____ EXTRACTED RECORDS

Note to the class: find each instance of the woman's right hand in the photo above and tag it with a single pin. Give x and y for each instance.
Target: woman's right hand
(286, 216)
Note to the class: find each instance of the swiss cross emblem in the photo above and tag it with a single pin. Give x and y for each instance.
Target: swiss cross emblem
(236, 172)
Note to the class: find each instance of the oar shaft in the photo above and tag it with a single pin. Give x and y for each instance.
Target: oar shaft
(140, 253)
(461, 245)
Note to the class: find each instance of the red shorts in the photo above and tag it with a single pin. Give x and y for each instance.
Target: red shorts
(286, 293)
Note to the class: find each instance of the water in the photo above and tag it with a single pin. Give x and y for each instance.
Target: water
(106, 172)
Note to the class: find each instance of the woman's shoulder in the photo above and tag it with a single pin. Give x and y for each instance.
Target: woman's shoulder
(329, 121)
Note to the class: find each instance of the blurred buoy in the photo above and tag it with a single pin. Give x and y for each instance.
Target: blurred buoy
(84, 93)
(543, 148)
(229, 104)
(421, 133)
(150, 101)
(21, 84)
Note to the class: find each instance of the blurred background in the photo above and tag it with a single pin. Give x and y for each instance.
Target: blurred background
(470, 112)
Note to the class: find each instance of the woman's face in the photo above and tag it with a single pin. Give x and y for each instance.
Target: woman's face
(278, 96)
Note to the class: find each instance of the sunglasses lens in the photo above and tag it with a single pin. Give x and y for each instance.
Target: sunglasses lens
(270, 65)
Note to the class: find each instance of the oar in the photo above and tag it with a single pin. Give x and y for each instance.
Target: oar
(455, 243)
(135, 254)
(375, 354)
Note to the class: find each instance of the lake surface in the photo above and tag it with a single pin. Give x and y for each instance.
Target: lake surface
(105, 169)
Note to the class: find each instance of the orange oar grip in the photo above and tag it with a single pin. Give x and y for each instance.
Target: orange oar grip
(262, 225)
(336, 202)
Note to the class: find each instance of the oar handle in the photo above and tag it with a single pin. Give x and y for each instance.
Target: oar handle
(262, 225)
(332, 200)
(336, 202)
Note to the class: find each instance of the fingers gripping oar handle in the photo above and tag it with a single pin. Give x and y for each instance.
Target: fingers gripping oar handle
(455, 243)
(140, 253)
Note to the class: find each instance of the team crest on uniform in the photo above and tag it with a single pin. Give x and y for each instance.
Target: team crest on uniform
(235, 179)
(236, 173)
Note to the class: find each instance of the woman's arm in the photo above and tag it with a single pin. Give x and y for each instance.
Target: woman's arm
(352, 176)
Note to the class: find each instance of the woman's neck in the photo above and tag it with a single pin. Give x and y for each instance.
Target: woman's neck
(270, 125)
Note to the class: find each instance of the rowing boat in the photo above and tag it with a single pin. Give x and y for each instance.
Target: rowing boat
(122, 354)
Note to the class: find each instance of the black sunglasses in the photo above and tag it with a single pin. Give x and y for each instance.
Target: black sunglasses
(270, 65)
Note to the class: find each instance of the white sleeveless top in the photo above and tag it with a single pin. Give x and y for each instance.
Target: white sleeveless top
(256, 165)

________

BRIEF: I'd like the records returned exactly as they were written, please.

ANSWER SPACE:
Note to the class: find each instance of the woman's right hand in the photo above and tag it with a single pin. Give x and y for each instance.
Target: woman's right hand
(286, 216)
Note to the class: find each instance of the swiss cross emblem in the photo above and tag it with a single pin. Give x and y for each instance.
Target: swiss cross emblem
(236, 172)
Note to the class: find each instance of the oar shaft in the photo above and tag it with a single pin. Give x and y for each instance.
Target: oar shaft
(140, 253)
(461, 245)
Note to the class: find each instance of the red shorts in the photo above and tag it with a single pin. Give x and y for each instance.
Target: red shorts
(286, 293)
Note to the class: find each instance of the water in the photo above and tag it with a single pin. Give x and y for each instance.
Target: water
(106, 172)
Note to the class: find each instance of the woman's shoulder in the photo above and tag it with a single pin. Give x and y for each instance.
Target: woman's shoulder
(329, 121)
Note to the class: find each instance of the blurred buoy in the photo above and tag it with a single pin. Give x and y for each instance.
Target: blurred buoy
(84, 93)
(543, 148)
(229, 104)
(421, 133)
(150, 101)
(21, 84)
Note to the class: find each instance of the blurred background in the photo above and tag it with a single pin. Give x and y for each instance.
Target: blurred background
(470, 112)
Note to the class: find each instance of the woman's face in the photo above and tag it with a single pin. Give x and y for each instance.
Target: woman's face
(278, 96)
Note to the class: find each instance of the sunglasses lens in the photo above and tag it with a single pin. Give x and y for each instance.
Target: sunglasses lens
(270, 65)
Note to the class: find each instance of the oar in the photo above and tag it with a single pin. Give x and y for each instance.
Target: oar
(455, 243)
(135, 254)
(375, 354)
Note to the class: find each instance of the lake surface in the photo above and tag it with a single pin. Give x and y for each instance.
Target: lake surface
(105, 169)
Note to the class: find each instance of the orange oar grip in the photo above and tag it with a single pin. Give x and y for each instance.
Target: orange oar grip
(262, 225)
(336, 202)
Note to the class: find each instance of the oar handle in the photo above and tag it with a single pin. Give x and y for each instance.
Target: oar handle
(262, 225)
(332, 200)
(336, 202)
Note to the class: find each instance of the fingers gripping oar handle in the photo above and tag it with a single pin. Give x and y for each instance.
Target: fingers gripping oar handle
(455, 243)
(140, 253)
Note to the class: find each instance of the team crest on uniform in the photo above and tag it with a single pin. Give x and y for each instance.
Target: team crest on uniform
(235, 179)
(236, 173)
Note to the class: find each instance of the woman's arm in the photo above and tag it with a single pin. Give x and y for each instance.
Target: woman's arm
(352, 176)
Note to the class: find each instance of the woman's neck in the photo above and tag it with a single pin. Give x and y for each instance.
Target: woman's neck
(270, 125)
Note to the class: find each instance of the rowing boat in the photo above and tag it with a single pin. Give x and y for each instance.
Target: rowing boat
(122, 354)
Note to the class: find each instance of the black sunglasses in the photo above and tag it with a single pin. Give x and y for each instance.
Target: black sunglasses
(270, 65)
Note to the class: find each instance of the white sleeveless top in the photo above and tag it with a single pin. Give x and y for each instance.
Target: white sleeveless top
(256, 165)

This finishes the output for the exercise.